**YOUR OBJECTIVE**
How many lines in the rows below contain the string "church"? Reply with the number alone.

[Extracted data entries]

....................

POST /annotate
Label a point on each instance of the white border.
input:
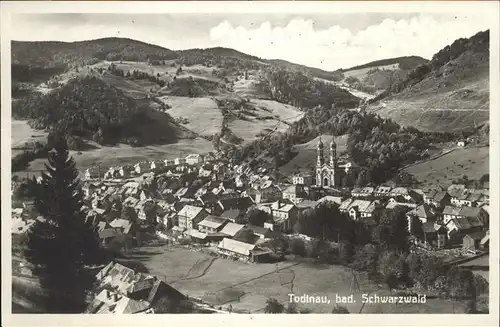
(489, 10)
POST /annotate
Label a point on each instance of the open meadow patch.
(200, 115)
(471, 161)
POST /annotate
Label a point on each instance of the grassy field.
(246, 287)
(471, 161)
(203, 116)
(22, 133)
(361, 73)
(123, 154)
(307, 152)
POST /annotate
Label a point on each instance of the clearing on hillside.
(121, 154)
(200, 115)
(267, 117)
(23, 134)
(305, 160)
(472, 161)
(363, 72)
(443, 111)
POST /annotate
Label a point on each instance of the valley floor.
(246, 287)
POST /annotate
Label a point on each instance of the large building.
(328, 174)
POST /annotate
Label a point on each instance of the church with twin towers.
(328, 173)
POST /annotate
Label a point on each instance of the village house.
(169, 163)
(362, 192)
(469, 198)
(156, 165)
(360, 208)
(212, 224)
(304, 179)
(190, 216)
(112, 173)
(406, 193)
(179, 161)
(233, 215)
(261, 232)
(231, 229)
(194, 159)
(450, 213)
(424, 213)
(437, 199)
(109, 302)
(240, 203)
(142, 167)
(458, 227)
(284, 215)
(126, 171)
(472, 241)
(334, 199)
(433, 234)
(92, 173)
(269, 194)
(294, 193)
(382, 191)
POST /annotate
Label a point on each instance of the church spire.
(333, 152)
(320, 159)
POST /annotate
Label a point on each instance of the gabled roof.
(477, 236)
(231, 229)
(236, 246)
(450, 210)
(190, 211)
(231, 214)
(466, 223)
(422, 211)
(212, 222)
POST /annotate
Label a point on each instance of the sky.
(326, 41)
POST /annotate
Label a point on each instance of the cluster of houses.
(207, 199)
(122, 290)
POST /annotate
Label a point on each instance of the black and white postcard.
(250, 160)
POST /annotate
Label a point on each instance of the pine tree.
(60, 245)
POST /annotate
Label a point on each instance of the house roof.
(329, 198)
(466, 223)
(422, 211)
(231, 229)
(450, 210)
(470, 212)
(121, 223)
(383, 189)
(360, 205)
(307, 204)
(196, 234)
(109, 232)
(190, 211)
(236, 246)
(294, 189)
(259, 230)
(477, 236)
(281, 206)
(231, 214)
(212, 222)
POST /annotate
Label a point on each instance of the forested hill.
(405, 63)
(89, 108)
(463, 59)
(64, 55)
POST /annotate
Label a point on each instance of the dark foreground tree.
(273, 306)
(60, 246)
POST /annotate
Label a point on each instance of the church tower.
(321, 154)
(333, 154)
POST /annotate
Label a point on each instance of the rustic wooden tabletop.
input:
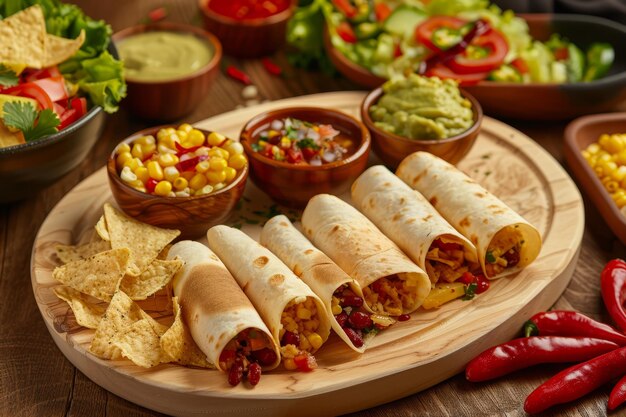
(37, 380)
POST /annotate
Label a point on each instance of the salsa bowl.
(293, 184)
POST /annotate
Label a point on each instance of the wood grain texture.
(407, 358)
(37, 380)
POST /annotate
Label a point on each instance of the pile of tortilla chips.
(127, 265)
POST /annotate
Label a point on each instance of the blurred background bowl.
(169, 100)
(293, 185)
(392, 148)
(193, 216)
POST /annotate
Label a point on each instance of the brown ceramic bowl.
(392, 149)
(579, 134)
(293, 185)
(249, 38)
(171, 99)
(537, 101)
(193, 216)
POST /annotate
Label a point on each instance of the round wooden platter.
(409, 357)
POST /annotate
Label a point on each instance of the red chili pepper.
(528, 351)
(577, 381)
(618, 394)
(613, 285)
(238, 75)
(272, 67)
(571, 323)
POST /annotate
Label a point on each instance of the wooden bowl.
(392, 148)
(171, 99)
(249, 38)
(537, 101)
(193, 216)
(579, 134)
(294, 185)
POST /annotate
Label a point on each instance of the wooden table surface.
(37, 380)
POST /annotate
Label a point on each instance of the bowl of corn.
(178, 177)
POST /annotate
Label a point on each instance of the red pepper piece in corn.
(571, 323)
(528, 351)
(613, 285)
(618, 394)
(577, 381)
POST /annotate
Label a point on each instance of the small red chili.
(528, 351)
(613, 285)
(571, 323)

....................

**PROBLEM SOLUTION**
3